## RECORD LIST
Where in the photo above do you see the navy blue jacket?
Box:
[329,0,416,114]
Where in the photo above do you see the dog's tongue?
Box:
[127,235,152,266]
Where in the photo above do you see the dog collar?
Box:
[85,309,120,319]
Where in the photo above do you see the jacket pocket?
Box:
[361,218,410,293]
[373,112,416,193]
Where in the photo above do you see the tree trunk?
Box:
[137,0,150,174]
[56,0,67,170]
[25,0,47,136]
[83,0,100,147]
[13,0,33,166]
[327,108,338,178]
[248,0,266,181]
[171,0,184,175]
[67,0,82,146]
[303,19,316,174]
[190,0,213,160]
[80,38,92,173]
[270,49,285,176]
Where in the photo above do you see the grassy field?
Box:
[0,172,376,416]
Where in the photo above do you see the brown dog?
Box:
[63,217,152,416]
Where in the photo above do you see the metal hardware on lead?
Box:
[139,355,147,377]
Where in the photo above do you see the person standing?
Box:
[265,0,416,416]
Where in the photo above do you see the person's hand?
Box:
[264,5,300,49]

* * *

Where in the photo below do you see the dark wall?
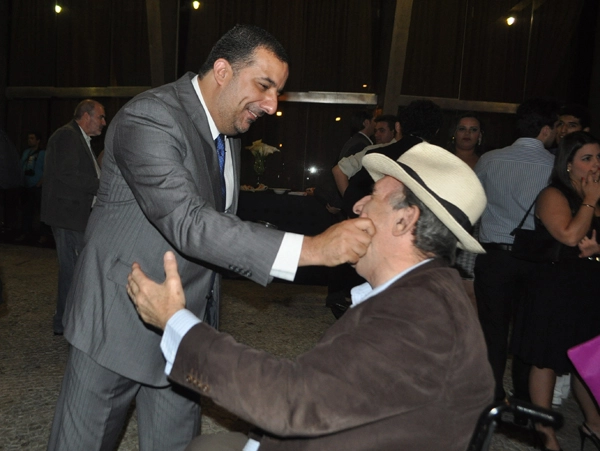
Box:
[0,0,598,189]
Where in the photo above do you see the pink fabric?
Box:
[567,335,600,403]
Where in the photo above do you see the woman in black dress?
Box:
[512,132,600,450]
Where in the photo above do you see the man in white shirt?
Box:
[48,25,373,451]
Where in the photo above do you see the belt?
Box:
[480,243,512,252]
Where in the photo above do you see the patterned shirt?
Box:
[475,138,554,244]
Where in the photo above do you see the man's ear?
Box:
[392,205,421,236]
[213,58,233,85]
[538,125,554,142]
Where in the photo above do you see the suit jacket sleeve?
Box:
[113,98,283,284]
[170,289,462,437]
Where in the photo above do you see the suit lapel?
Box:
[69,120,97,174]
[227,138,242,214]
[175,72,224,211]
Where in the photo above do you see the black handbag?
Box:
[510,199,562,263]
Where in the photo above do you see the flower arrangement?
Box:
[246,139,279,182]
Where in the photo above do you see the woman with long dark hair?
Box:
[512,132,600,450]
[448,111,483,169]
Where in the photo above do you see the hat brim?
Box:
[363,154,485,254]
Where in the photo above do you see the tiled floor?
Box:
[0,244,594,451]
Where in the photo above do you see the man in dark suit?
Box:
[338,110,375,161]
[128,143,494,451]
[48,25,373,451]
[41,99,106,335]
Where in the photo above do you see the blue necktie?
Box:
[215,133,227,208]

## DIRECTIONS
Retype the records word for word, starting at the line containing "Where in the photo above do you see the navy" and ending at the line containing "[373,112,416,193]", with both of those lines included.

## RESULT OF THE EXERCISE
Where in the photo above do you see the navy blue jacket?
Box:
[329,0,416,114]
Where in the photo above do you see the dog's tongue?
Box:
[127,235,152,266]
Where in the photo above do you see the dog collar?
Box:
[85,309,120,319]
Where in the photo above do you see the jacket pocket?
Box:
[361,218,410,293]
[373,112,416,193]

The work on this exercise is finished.